Your objective: Please print the records below exactly as they are.

⟨

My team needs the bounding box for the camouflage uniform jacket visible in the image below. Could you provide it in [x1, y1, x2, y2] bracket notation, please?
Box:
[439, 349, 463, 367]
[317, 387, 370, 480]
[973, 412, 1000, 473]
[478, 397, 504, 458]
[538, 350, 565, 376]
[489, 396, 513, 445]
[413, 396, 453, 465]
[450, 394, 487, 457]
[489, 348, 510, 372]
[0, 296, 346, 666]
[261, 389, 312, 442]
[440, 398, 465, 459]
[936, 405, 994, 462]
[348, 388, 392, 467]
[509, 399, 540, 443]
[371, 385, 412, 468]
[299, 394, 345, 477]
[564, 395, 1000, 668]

⟩

Problem solution:
My team needs the bounding box for the camouflage uniform jacket visible in the image below. Could you provide it in [x1, y1, x2, y2] bracket notation, please?
Box:
[439, 349, 463, 367]
[317, 387, 370, 480]
[973, 412, 1000, 473]
[478, 397, 504, 458]
[538, 350, 565, 376]
[489, 396, 513, 445]
[413, 396, 453, 465]
[450, 394, 487, 457]
[489, 348, 510, 372]
[0, 296, 346, 666]
[261, 389, 312, 442]
[440, 398, 465, 459]
[936, 405, 994, 462]
[348, 388, 392, 467]
[509, 399, 540, 443]
[371, 385, 412, 468]
[299, 394, 345, 477]
[564, 395, 1000, 668]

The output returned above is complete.